Take Wo Fuku - Playing Bamboo CD by Kinya Sogawa

From Kinya’s notes.
By taking a length of bamboo, removing the partitions of the joints, making an oblique cut for the mouthpiece and opening five fingerholes, you can make a simple musical instrument that can be played in an infinite number of ways. Especially with the Classical Honkyoku repertoire (solo pieces played by wandering monks), the simplicity of the instrument becomes the matrix for truly wonderful fingering and breathing techniques.


Choshi The simple structure of the piece lets one absorb oneself in sound. (Played on 2.2)
Suzuru What sounds like “korokoro” is called “korokoro.” (1.8)
A simple yet wild piece. (2.5)
Nagori Ned Rothenberg wrote this piece for Kinya. In Ned’s words: “A note is so much more than the pitch”…it undergoes a transformation as “ the sonic image turns into its trace.” (2.7)

▸ **Your tasks**:
**1)** In the Take Wo Fuku CD notes, edit the part that opens with the words containing "By taking a" and closes with "and breathing techniques.", changing "bamboo" to "cane".
**2)** Condense the paragraph of the Take Wo Fuku CD notes that begins "By taking a length of bamboo" into a short list of its main facts.
**3)** Carry on the Take Wo Fuku CD notes from the point where they stop.

▸ **Given records**:
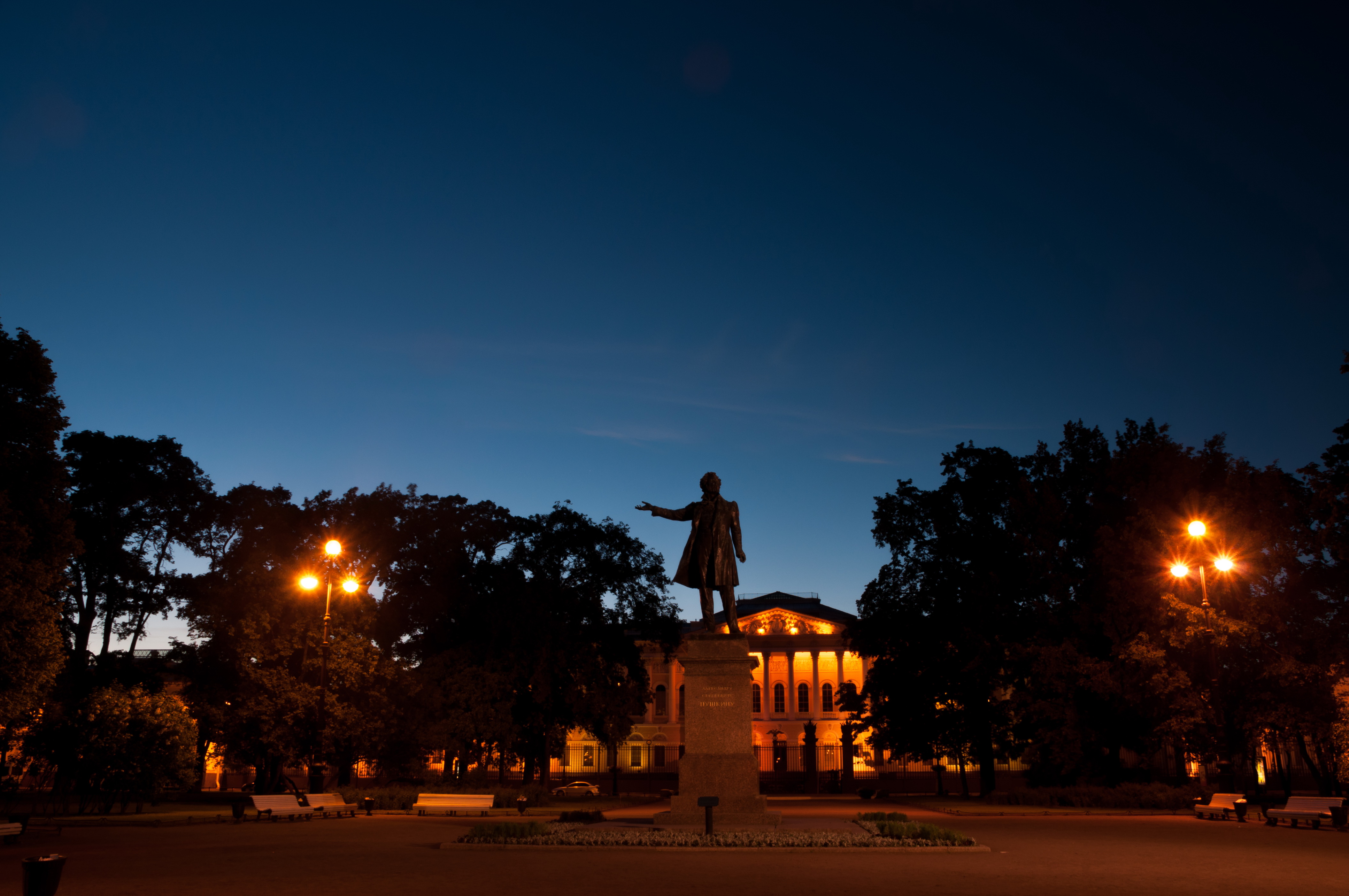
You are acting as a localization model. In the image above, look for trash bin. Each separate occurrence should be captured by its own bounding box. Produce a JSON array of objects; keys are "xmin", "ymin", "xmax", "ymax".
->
[{"xmin": 23, "ymin": 853, "xmax": 66, "ymax": 896}]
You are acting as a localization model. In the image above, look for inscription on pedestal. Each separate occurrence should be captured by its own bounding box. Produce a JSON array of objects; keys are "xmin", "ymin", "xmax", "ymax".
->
[{"xmin": 656, "ymin": 634, "xmax": 781, "ymax": 826}]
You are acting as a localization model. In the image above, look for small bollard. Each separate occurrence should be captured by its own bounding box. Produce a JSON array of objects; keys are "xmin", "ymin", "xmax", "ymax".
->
[
  {"xmin": 698, "ymin": 796, "xmax": 722, "ymax": 837},
  {"xmin": 23, "ymin": 853, "xmax": 66, "ymax": 896}
]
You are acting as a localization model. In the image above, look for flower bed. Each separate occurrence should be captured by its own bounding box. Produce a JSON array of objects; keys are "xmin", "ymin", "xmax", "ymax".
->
[{"xmin": 459, "ymin": 822, "xmax": 974, "ymax": 849}]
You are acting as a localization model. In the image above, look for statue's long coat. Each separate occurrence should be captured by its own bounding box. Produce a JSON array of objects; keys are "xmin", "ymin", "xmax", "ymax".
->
[{"xmin": 651, "ymin": 495, "xmax": 741, "ymax": 588}]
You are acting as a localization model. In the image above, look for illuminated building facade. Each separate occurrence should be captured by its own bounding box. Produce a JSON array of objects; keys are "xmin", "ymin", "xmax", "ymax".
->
[{"xmin": 557, "ymin": 591, "xmax": 867, "ymax": 775}]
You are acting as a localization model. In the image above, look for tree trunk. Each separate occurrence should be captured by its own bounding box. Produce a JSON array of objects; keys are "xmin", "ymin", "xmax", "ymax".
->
[
  {"xmin": 1274, "ymin": 737, "xmax": 1292, "ymax": 799},
  {"xmin": 1298, "ymin": 731, "xmax": 1330, "ymax": 796},
  {"xmin": 975, "ymin": 730, "xmax": 998, "ymax": 796},
  {"xmin": 538, "ymin": 737, "xmax": 553, "ymax": 791}
]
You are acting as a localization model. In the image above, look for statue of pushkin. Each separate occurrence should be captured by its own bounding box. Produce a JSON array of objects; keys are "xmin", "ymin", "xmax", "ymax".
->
[{"xmin": 637, "ymin": 472, "xmax": 745, "ymax": 634}]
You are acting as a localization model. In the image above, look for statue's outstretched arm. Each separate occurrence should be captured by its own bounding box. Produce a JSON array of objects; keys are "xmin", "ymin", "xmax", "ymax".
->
[{"xmin": 637, "ymin": 501, "xmax": 689, "ymax": 522}]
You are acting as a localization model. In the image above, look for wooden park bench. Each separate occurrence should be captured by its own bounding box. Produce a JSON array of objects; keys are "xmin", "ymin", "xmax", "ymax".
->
[
  {"xmin": 1194, "ymin": 793, "xmax": 1246, "ymax": 821},
  {"xmin": 305, "ymin": 793, "xmax": 356, "ymax": 818},
  {"xmin": 252, "ymin": 793, "xmax": 314, "ymax": 822},
  {"xmin": 1265, "ymin": 796, "xmax": 1344, "ymax": 830},
  {"xmin": 413, "ymin": 793, "xmax": 494, "ymax": 815}
]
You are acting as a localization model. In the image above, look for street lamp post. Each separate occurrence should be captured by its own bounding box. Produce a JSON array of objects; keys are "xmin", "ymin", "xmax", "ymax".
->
[
  {"xmin": 299, "ymin": 541, "xmax": 360, "ymax": 793},
  {"xmin": 1171, "ymin": 520, "xmax": 1237, "ymax": 793}
]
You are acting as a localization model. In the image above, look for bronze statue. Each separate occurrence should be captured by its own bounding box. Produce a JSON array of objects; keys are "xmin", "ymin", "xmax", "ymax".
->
[{"xmin": 637, "ymin": 472, "xmax": 745, "ymax": 634}]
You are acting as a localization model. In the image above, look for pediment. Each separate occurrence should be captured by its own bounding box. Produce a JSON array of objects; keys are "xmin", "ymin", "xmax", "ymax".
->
[{"xmin": 741, "ymin": 609, "xmax": 838, "ymax": 634}]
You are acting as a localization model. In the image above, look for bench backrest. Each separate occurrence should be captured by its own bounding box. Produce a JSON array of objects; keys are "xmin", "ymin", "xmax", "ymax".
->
[
  {"xmin": 305, "ymin": 793, "xmax": 347, "ymax": 808},
  {"xmin": 1209, "ymin": 793, "xmax": 1246, "ymax": 810},
  {"xmin": 417, "ymin": 793, "xmax": 495, "ymax": 808},
  {"xmin": 1283, "ymin": 796, "xmax": 1344, "ymax": 812}
]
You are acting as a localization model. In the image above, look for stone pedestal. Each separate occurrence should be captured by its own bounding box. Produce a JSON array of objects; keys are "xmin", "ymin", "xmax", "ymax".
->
[{"xmin": 654, "ymin": 633, "xmax": 782, "ymax": 830}]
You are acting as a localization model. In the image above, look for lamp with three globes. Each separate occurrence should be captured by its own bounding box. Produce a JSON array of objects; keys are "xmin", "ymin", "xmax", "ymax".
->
[{"xmin": 299, "ymin": 540, "xmax": 360, "ymax": 793}]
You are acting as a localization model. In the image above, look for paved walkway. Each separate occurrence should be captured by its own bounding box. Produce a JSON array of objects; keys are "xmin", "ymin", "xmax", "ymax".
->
[{"xmin": 0, "ymin": 799, "xmax": 1349, "ymax": 896}]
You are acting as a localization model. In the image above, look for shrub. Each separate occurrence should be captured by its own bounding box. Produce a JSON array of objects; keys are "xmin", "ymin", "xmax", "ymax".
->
[
  {"xmin": 985, "ymin": 783, "xmax": 1211, "ymax": 808},
  {"xmin": 875, "ymin": 821, "xmax": 974, "ymax": 846},
  {"xmin": 337, "ymin": 784, "xmax": 558, "ymax": 810}
]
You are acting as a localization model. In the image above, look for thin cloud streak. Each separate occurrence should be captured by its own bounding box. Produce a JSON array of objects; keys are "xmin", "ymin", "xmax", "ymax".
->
[{"xmin": 830, "ymin": 455, "xmax": 890, "ymax": 464}]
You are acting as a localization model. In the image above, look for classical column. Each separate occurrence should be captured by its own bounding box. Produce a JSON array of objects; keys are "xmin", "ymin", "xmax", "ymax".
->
[
  {"xmin": 759, "ymin": 649, "xmax": 773, "ymax": 727},
  {"xmin": 811, "ymin": 650, "xmax": 824, "ymax": 719},
  {"xmin": 665, "ymin": 657, "xmax": 682, "ymax": 723},
  {"xmin": 642, "ymin": 669, "xmax": 658, "ymax": 725}
]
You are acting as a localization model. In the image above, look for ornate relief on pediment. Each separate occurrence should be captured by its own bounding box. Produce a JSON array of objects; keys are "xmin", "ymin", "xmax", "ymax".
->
[{"xmin": 743, "ymin": 610, "xmax": 834, "ymax": 634}]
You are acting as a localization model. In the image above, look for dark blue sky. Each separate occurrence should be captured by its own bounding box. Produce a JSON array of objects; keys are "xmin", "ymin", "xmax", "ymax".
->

▸ **Responses**:
**1)**
By taking a length of cane, removing the partitions of the joints, making an oblique cut for the mouthpiece and opening five fingerholes, you can make a simple musical instrument that can be played in an infinite number of ways. Especially with the Classical Honkyoku repertoire (solo pieces played by wandering monks), the simplicity of the instrument becomes the matrix for truly wonderful fingering and breathing techniques.

**2)**
- The instrument is made by taking a length of bamboo, removing the joint partitions, making an oblique cut for the mouthpiece and opening five fingerholes.
- The result is a simple instrument that can be played in an infinite number of ways.
- In the Classical Honkyoku repertoire, which consists of solo pieces played by wandering monks, this simplicity becomes the matrix for wonderful fingering and breathing techniques.

**3)**
San an The melody is beautiful, full of musical turns so suited to classical shakuhachi. (2.1)
Shingetsu Time passes quietly. (2.5)
Reibo A piece full of changes between stillness and dynamism, difficult to control. (2.1)
Kudari-ba Belongs to the category of lighter, playful pieces known as gikyoku. Sometimes playing in a lighter mood feels good. (1.0)
Kokyo Composed in 1970 by Miki Minoru for Yokoyama Katsuya. In Miki’s own words: “Kokyo means the uneasy heart of the musician and his cry of prayer.” (2.5)
Isle Royale In Elizabeth Brown’s mysterious duet, unexpected, inventive techniques evoke the haunting cry of loons. (1.8 x 2)
Koku Striving for a sound that flies perfectly straight and endlessly far. (2.5)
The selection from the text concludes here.